REQUIREMENT 1
Return every line of the records below that contains the word "pale".

— start TEXT TO READ —

AJA Open Access
BY-NCApril 2012 (116.2)
Book Review
Marathon: The Battle and the Ancient Deme
Edited by Kostas Buraselis and Katerina Meidani
Reviewed by Peter Krentz
This bilingual publication resulted from a colloquium, prompted by the approaching 2,500th anniversary of the battle, held at Marathon in September 2008. The organizers wanted to combine study of the literary evidence about the battle with the most recent archaeological evidence relevant to topographical problems. Of the 17 papers, 7 are in Greek with an English summary, and 10 are in English with a Greek summary.
After Buraselis’ survey of the scholarship on the battle, the papers fall broadly into two groups, the first focusing on archaeology and the second on literary evidence.
Banou discusses what we know about the plain in prehistoric times. Tsirigoti-Drakotou presents the results of rescue excavations undertaken in the Marathon area prior to the 2004 Olympic Games, with an emphasis on finds from the historical period. Weber collects the evidence for a cemetery in the area around the Athenian burial mound; he argues that this cemetery supports the location of the ancient deme of Marathon at Plasi, about 1 km east of the mound. Valavanis assesses the debates over the mound itself, accepting it as the resting place of the Athenians who died in the battle of 490 B.C.E. and rejecting the recent suggestion that Herodes Atticus built it (G. Spyropoulos, Οι Στήλες των πεσόντων στη μάχη του Μαραθώνα από την έπαυλη του Ηρώδη Αττικού στην Εύα Κυνουρίας [Athens 2009] 24). Steinhauer publishes an improved text of the inscription found at Loukou by Theodoros Spyropoulos and published by Spyropoulos (2009) and discussed in 2010 by Steinhauer himself (“Στήλη πεσόντων τῆς ᾿Ερεχθηίδος,” Horos 17–21 [2004–2009] 679–92). The inscription lists 22 casualties from the tribe of Erechtheus below an epigram. Steinhauer argues that the inscription is authentic and formed part of the collective burial monument at Marathon. Dekoulakou discusses three statues of Isis found in the sanctuary of the Egyptian gods at the southeast corner of the plain. The quality of the photographs and maps that accompany these papers ranges widely. For example, Banou’s color map would have been legible had it been printed lengthwise rather than sideways, while Tsirigoti-Drakotou’s paper lacks even a small map locating the sites she discusses.

— end TEXT TO READ —
— start EXERCISE INPUTS —

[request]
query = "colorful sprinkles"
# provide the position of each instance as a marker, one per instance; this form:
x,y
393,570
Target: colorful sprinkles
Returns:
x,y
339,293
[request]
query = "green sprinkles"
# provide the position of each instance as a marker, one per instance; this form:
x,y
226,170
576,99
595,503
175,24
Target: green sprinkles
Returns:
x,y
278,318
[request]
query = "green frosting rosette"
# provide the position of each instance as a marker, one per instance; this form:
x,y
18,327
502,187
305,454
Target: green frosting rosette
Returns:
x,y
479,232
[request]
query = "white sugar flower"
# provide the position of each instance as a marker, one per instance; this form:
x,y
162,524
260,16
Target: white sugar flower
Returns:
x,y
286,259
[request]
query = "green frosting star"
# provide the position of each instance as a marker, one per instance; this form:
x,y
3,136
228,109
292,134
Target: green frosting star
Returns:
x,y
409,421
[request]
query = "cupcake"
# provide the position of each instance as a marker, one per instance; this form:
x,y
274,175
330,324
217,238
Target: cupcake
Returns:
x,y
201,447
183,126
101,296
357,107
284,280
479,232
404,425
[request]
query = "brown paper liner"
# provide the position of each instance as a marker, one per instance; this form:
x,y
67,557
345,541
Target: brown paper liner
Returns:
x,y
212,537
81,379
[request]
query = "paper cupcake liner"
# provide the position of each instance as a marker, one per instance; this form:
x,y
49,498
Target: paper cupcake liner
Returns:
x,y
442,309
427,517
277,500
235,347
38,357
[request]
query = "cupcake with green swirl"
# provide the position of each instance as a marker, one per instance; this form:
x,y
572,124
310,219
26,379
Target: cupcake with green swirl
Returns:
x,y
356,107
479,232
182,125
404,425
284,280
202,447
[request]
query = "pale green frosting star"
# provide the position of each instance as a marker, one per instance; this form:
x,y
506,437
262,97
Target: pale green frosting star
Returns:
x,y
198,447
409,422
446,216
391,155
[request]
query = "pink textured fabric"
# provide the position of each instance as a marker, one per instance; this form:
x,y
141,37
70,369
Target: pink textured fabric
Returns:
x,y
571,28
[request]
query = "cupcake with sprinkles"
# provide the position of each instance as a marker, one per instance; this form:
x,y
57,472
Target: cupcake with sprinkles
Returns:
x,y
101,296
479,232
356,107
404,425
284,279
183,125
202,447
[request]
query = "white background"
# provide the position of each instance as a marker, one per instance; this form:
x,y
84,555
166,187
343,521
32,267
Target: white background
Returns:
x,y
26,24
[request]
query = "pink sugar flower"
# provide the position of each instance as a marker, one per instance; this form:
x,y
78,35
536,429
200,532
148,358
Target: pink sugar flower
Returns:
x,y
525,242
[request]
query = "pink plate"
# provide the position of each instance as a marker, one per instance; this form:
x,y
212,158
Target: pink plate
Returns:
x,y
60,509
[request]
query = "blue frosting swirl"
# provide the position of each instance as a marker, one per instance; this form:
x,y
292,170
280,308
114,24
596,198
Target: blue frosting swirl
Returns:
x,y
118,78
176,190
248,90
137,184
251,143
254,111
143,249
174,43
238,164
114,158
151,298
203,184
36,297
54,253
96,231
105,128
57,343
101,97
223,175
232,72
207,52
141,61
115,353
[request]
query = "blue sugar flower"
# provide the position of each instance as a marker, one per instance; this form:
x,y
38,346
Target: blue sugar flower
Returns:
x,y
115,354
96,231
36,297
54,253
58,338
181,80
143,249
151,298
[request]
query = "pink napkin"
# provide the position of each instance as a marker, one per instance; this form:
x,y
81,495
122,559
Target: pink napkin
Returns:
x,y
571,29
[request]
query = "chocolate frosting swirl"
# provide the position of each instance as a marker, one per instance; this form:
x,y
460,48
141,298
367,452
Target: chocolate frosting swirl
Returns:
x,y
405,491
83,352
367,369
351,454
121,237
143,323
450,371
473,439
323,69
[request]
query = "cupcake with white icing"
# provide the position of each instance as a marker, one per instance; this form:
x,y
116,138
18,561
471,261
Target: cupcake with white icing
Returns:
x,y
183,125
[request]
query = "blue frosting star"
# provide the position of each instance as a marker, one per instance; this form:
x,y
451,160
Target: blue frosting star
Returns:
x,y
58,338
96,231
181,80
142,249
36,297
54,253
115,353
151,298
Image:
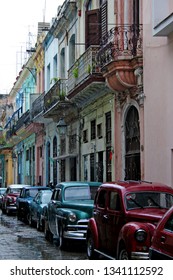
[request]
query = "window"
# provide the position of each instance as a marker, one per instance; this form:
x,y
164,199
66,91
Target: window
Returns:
x,y
108,128
114,201
85,136
101,200
72,143
93,129
132,145
169,224
99,130
55,66
55,147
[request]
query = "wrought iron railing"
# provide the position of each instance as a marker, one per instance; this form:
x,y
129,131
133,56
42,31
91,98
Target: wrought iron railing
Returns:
x,y
57,93
83,68
37,106
23,120
121,41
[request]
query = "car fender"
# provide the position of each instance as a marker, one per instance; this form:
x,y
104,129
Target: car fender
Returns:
x,y
127,236
92,230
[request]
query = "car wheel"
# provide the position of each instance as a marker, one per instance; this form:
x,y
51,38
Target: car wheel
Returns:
x,y
3,210
30,221
123,254
62,240
91,254
38,226
7,211
47,233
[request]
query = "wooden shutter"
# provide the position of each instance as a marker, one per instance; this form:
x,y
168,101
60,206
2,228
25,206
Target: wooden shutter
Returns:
x,y
92,28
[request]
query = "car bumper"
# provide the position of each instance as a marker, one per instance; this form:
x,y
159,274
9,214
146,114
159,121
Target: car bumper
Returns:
x,y
140,255
76,231
79,235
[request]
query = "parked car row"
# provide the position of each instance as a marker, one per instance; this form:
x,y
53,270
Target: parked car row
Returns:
x,y
118,220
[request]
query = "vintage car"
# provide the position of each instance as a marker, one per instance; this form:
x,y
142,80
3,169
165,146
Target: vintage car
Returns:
x,y
2,191
36,206
9,198
66,215
124,219
162,240
24,199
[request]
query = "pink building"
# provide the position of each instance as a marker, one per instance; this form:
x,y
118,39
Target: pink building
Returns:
x,y
158,90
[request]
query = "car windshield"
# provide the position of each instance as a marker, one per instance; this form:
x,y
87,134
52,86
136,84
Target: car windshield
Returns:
x,y
46,197
148,199
31,192
13,190
77,193
2,191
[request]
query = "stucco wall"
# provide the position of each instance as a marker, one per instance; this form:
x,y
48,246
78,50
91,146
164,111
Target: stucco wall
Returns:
x,y
158,108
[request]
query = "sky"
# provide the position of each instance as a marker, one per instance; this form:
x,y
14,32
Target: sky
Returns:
x,y
18,30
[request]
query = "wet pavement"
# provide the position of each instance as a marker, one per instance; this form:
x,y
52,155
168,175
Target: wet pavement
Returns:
x,y
19,241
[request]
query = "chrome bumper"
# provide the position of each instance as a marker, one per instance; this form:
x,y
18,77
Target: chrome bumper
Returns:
x,y
139,256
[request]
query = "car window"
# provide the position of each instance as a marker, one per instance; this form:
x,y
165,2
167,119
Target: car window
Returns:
x,y
169,224
148,199
77,193
114,201
13,190
32,192
46,198
56,195
101,199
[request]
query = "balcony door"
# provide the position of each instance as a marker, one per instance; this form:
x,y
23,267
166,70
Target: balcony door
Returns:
x,y
132,145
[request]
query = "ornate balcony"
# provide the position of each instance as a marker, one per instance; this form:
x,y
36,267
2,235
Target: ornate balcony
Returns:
x,y
121,53
56,101
85,80
37,107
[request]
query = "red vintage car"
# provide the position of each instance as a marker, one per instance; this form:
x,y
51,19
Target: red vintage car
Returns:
x,y
124,218
162,240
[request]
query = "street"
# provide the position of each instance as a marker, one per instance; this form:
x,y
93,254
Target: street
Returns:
x,y
19,241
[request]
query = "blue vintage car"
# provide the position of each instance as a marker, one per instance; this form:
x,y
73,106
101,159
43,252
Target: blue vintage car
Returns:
x,y
36,206
66,215
24,199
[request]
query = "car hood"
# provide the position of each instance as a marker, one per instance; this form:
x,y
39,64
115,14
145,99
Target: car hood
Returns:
x,y
147,214
15,195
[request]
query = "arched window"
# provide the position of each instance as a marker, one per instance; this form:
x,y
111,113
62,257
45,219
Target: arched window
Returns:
x,y
132,145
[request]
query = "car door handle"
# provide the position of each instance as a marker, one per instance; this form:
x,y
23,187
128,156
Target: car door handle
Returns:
x,y
162,239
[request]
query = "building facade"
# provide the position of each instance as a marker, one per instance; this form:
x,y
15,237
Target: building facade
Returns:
x,y
89,77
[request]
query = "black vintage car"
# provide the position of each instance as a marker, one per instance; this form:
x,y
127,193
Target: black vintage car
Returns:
x,y
24,199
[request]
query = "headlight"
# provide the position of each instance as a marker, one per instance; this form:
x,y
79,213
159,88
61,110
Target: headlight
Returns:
x,y
140,235
72,217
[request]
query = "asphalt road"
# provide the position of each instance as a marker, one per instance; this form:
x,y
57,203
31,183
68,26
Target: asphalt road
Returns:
x,y
19,241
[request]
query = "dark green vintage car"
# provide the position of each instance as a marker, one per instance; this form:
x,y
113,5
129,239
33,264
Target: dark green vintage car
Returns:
x,y
66,215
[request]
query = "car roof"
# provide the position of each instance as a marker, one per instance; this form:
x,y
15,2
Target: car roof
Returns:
x,y
137,186
36,187
17,186
72,183
44,191
90,183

— end EXERCISE INPUTS —

REQUIREMENT 2
Reproduce the book review above word for word, everything from "AJA Open Access" down to "a Greek summary.".

EXERCISE RESPONSE 1
query = "pale green frosting star"
Target: pale green frosting star

EXERCISE RESPONSE 2
AJA Open Access
BY-NCApril 2012 (116.2)
Book Review
Marathon: The Battle and the Ancient Deme
Edited by Kostas Buraselis and Katerina Meidani
Reviewed by Peter Krentz
This bilingual publication resulted from a colloquium, prompted by the approaching 2,500th anniversary of the battle, held at Marathon in September 2008. The organizers wanted to combine study of the literary evidence about the battle with the most recent archaeological evidence relevant to topographical problems. Of the 17 papers, 7 are in Greek with an English summary, and 10 are in English with a Greek summary.